** RECORD EXTRACTS follows **
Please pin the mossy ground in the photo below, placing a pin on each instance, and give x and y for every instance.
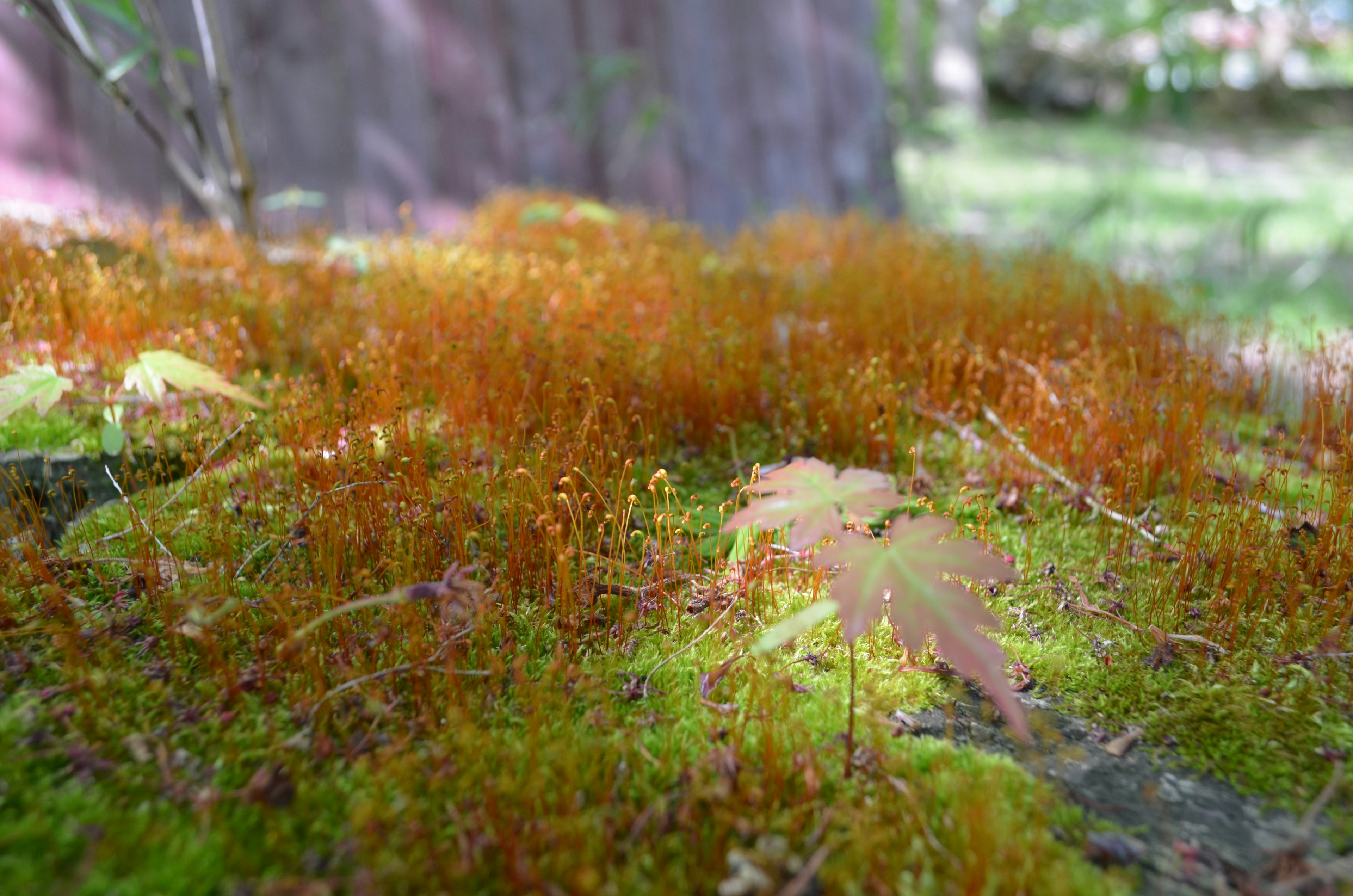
(163, 730)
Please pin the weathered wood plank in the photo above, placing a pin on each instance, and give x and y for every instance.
(718, 110)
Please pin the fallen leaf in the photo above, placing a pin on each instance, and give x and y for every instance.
(1108, 848)
(708, 681)
(922, 603)
(810, 496)
(270, 785)
(462, 595)
(1119, 746)
(138, 748)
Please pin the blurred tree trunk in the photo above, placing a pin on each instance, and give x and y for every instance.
(956, 64)
(910, 45)
(716, 110)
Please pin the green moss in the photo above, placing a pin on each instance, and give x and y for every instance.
(59, 431)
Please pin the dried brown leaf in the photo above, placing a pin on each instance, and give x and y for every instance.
(811, 496)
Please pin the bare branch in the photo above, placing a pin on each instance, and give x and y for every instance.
(228, 124)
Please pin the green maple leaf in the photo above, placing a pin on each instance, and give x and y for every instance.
(922, 603)
(37, 384)
(811, 496)
(153, 370)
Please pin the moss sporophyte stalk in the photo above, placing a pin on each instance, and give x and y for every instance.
(462, 610)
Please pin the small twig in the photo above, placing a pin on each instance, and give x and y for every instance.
(1060, 477)
(133, 511)
(1090, 610)
(804, 879)
(302, 519)
(185, 488)
(251, 555)
(1038, 378)
(393, 671)
(965, 432)
(699, 638)
(1308, 828)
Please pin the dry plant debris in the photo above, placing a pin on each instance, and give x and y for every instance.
(229, 684)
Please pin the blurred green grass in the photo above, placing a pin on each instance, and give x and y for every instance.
** End of RECORD EXTRACTS **
_TASK GOAL_:
Give back every record exactly. Omit the pictures.

_ANSWER BOX_:
Please pin the mossy ground in the photo below, placing a pin on each instance, and give x and y for every instance.
(163, 730)
Please pin the weathered wood plank in the photo above, placing a pin on each instance, and give x and y for every instance.
(718, 110)
Please pin the fallen leaf in the photo above, placing a pin on each instance, and give x and y for every instance.
(1108, 848)
(708, 681)
(922, 603)
(810, 496)
(270, 785)
(462, 595)
(1119, 746)
(138, 748)
Please pin the blurred tree trunk in the photo above, placing a pin on each instance, and give x and y for every instance.
(956, 64)
(910, 45)
(716, 110)
Please pin the green moss in the photo above, placing a pin on each instance, and give x and y for every instance.
(59, 431)
Please pin the dried brown leaf in the photo above, placing a pin on each instance, and give x and y for every instance.
(811, 496)
Please pin the bare branch in the photo above, placing a pin on each instance, and give x and y for every instance.
(228, 124)
Please pin the green maple leaf in the photo above, placing a pin on each instance, and give x and y for every instance.
(922, 603)
(37, 384)
(811, 496)
(153, 370)
Please pin the moss sporophyte stalk in the photo above, placing a pin on each instance, and give x and y for every instance.
(462, 610)
Please pin the small twig in the photo above, placing a pin on each instance, and give x and y for every instance.
(1060, 477)
(133, 511)
(1090, 610)
(804, 879)
(302, 519)
(185, 488)
(251, 555)
(1038, 378)
(393, 671)
(965, 432)
(699, 638)
(1308, 828)
Please pin the dry plant debris in the photo above, placing a pin on each instance, and give x and y for every instance.
(229, 684)
Please pin the blurred green grass in the photo above, placing a pin on each instance, and give x and y for every instance.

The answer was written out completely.